═══ RECORDED DATA ═══
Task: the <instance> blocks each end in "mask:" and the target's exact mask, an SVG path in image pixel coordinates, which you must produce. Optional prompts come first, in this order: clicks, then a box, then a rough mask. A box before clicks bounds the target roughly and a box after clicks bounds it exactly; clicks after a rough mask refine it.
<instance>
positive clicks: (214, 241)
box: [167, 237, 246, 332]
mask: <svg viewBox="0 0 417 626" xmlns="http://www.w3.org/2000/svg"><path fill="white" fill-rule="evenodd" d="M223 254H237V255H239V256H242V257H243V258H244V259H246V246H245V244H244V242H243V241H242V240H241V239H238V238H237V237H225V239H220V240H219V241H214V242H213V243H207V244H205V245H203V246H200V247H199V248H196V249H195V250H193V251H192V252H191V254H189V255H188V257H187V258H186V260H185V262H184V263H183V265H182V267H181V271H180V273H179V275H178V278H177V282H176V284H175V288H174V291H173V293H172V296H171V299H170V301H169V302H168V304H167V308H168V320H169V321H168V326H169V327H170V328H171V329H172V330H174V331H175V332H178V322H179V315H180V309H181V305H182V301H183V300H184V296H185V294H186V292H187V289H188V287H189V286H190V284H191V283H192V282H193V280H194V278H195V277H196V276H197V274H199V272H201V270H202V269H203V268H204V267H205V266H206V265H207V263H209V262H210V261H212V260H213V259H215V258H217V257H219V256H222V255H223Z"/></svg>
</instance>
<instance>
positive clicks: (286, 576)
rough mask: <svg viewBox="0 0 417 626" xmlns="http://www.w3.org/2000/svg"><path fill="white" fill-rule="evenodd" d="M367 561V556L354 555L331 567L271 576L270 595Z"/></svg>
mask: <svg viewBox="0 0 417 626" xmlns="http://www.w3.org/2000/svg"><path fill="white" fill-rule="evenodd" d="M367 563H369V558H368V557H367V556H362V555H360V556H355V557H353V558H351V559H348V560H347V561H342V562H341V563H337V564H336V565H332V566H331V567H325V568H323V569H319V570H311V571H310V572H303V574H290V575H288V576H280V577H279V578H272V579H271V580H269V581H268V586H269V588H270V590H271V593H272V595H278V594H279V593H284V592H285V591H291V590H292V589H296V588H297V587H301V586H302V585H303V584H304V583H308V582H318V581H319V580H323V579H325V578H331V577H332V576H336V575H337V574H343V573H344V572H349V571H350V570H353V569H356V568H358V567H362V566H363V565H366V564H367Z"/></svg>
═══
Output exactly the span of lines beginning at the first line of the records and ending at the line that holds "positive clicks: (214, 241)", inclusive, with no other text.

**YOUR SOLUTION**
Task: the <instance> blocks each end in "mask:" and the target's exact mask, an SVG path in image pixel coordinates, which you must produce. Optional prompts come first, in this order: clicks, then a box, then a rough mask. A box before clicks bounds the target roughly and a box after clicks bounds it exactly; clicks after a rough mask refine it.
<instance>
positive clicks: (214, 241)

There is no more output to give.